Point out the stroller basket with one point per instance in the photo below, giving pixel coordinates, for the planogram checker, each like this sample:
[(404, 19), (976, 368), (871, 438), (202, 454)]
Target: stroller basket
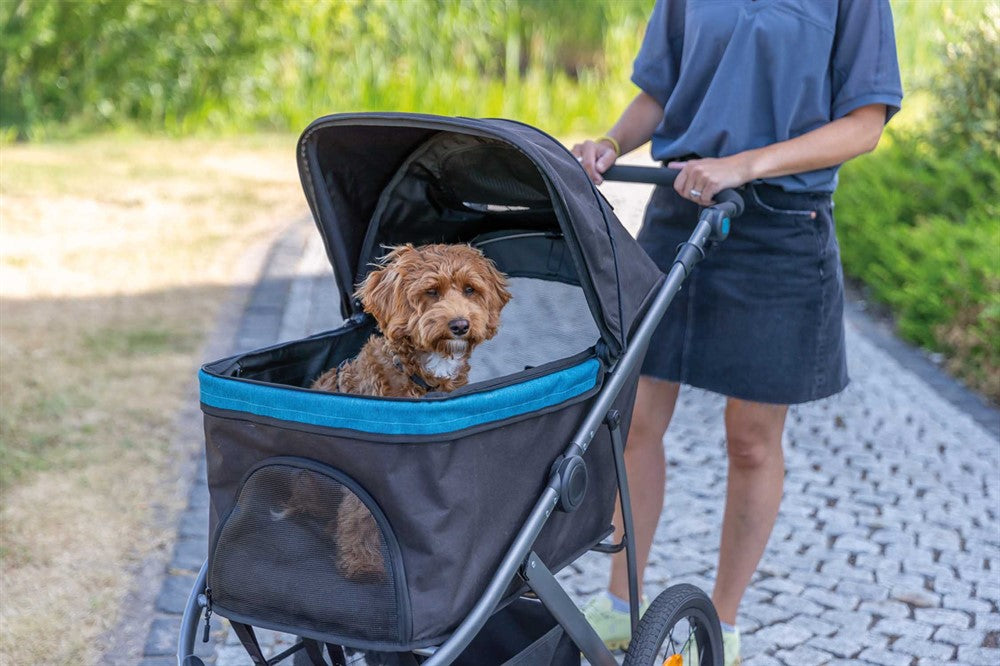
[(396, 525)]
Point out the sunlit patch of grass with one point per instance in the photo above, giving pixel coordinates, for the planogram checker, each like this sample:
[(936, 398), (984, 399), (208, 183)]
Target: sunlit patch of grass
[(115, 255)]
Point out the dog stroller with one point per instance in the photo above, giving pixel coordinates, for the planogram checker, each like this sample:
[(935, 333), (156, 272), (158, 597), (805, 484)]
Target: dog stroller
[(479, 495)]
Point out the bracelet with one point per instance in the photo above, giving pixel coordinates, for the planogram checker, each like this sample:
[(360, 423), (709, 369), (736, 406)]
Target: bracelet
[(614, 144)]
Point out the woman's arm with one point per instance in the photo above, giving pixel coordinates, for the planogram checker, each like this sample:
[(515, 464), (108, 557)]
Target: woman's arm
[(834, 143), (634, 128)]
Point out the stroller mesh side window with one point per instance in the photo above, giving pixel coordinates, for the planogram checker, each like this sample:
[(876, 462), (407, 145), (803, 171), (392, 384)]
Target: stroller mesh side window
[(303, 549)]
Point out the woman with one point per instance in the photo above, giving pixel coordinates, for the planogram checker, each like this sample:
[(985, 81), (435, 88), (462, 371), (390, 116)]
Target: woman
[(769, 96)]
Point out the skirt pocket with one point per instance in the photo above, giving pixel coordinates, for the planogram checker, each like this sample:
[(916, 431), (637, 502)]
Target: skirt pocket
[(305, 549)]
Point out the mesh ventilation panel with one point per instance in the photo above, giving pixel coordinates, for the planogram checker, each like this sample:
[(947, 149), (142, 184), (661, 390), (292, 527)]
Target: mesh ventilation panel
[(544, 322), (301, 549)]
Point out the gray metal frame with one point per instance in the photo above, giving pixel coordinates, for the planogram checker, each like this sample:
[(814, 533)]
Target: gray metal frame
[(713, 223)]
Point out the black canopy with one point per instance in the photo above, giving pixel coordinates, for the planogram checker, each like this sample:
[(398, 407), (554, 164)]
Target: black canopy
[(375, 179)]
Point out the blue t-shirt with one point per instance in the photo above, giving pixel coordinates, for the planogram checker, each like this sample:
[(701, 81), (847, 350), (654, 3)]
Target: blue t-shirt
[(734, 75)]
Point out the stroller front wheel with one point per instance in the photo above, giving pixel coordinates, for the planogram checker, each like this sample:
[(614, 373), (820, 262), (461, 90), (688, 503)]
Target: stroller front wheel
[(679, 627)]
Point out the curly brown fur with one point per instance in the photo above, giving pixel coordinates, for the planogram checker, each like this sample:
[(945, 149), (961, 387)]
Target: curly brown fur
[(433, 304), (420, 297)]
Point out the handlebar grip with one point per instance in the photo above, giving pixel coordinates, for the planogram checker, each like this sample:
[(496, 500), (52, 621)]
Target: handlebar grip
[(661, 176), (637, 174)]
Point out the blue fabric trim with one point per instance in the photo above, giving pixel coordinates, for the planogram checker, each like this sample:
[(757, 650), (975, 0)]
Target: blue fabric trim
[(392, 417)]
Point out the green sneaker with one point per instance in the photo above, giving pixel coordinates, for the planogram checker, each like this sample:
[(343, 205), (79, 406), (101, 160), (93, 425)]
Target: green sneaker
[(614, 627)]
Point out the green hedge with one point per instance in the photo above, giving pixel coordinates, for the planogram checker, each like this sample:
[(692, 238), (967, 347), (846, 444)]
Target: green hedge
[(919, 220)]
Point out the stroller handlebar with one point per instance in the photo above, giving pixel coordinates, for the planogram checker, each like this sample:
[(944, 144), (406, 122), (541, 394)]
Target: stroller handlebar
[(728, 201)]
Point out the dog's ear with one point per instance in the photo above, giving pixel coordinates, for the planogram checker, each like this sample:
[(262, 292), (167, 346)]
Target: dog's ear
[(497, 295), (381, 293)]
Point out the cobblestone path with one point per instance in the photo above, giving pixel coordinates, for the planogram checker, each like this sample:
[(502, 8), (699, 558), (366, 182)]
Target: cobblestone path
[(887, 546)]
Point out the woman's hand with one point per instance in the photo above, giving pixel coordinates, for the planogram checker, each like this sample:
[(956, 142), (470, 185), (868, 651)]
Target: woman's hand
[(596, 157), (700, 180)]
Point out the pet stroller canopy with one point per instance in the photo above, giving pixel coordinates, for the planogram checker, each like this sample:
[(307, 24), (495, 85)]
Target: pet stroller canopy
[(377, 179)]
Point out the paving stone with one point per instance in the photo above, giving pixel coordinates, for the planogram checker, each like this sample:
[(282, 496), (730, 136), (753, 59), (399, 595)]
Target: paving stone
[(925, 649), (803, 656), (908, 629), (885, 657), (939, 616), (978, 656), (837, 646), (786, 634), (830, 599), (886, 608)]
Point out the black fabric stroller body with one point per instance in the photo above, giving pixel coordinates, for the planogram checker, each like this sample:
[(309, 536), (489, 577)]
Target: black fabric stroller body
[(477, 495)]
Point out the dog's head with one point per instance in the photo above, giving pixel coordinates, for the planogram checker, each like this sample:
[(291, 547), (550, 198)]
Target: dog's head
[(441, 298)]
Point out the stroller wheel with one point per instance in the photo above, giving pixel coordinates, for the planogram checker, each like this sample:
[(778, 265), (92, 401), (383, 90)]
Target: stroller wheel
[(680, 628)]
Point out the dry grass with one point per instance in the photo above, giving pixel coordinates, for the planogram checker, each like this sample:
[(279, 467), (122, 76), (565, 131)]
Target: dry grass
[(115, 255)]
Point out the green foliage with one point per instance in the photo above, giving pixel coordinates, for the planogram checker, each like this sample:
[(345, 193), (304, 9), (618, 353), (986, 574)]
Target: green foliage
[(918, 220), (246, 64), (968, 110)]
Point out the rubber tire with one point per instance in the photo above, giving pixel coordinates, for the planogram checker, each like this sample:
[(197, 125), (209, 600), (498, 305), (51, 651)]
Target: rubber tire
[(668, 608)]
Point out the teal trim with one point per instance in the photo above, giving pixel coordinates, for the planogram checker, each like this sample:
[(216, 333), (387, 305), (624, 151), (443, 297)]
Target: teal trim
[(398, 417)]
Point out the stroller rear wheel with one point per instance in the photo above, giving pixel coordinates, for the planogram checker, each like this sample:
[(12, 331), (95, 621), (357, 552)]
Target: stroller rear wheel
[(680, 628)]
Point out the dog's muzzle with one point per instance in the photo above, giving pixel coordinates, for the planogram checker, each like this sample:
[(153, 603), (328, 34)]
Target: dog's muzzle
[(458, 327)]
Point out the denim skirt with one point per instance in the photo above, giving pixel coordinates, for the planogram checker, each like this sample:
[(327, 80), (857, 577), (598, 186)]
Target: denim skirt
[(761, 318)]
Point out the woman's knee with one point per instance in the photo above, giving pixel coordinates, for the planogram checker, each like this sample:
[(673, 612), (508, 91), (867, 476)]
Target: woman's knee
[(654, 406), (753, 433)]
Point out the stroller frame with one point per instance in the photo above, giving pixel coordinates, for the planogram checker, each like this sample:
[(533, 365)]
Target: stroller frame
[(567, 482)]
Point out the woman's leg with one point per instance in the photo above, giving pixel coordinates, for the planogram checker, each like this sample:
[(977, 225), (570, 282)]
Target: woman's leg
[(753, 494), (645, 464)]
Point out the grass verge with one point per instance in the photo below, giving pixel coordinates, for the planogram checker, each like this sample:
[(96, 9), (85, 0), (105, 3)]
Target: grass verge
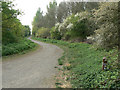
[(18, 48), (84, 65)]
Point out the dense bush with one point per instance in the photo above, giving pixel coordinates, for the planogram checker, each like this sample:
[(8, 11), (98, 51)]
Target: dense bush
[(14, 48), (106, 17), (85, 70), (55, 34), (78, 25), (12, 28), (43, 33)]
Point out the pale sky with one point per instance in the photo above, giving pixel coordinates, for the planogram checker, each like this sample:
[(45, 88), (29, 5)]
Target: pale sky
[(30, 7)]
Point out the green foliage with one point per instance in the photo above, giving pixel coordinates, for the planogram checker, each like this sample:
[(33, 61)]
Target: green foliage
[(12, 29), (86, 65), (55, 34), (14, 48), (43, 33), (106, 17), (27, 31), (78, 25)]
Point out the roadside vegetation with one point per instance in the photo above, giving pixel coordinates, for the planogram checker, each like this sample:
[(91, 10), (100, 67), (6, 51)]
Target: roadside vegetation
[(87, 31), (16, 48), (14, 34), (84, 64)]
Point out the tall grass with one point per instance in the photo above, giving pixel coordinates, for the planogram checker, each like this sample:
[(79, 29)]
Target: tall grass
[(85, 70)]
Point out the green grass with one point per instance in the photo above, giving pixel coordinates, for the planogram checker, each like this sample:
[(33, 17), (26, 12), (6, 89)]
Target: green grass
[(16, 48), (86, 65)]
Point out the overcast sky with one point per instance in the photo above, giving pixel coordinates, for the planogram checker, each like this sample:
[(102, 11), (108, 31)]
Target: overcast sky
[(30, 7)]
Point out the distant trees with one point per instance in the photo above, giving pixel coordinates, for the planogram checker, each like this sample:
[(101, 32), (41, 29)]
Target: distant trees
[(27, 31), (12, 28), (57, 14), (106, 18)]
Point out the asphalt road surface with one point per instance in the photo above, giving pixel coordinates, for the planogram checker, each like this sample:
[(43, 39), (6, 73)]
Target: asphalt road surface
[(32, 70)]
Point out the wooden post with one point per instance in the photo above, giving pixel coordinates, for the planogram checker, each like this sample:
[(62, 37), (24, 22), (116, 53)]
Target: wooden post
[(104, 63)]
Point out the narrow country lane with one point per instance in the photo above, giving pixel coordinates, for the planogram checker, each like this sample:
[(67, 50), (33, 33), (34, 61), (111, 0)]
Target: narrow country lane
[(33, 70)]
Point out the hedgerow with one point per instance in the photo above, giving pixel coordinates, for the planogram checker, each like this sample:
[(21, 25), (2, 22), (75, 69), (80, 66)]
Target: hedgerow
[(14, 48)]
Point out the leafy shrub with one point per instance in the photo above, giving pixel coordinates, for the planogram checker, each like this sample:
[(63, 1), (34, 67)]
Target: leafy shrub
[(106, 36), (55, 34), (43, 33), (86, 65), (15, 48), (78, 25)]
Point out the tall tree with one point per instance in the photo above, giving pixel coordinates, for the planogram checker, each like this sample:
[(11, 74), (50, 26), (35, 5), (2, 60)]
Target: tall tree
[(51, 13)]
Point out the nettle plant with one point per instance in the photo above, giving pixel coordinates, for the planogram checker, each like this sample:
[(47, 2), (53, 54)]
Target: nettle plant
[(106, 36)]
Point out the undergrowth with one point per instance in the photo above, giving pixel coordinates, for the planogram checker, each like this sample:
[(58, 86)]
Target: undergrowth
————
### WHAT THIS TASK INVOLVES
Rewrite the lines between the one holding "Point out the woman with" and the one holding "[(769, 96)]", inclusive, replacing "planogram checker" with "shelf layout auditor" and leaving everything else unchanged.

### SOLUTION TO THIS PROBLEM
Point out the woman with one point per instance in the photo above, giving pixel coordinates, for the shelf layout auditor, each like this sample:
[(985, 81), (435, 88), (462, 371), (390, 116)]
Target: woman
[(769, 96)]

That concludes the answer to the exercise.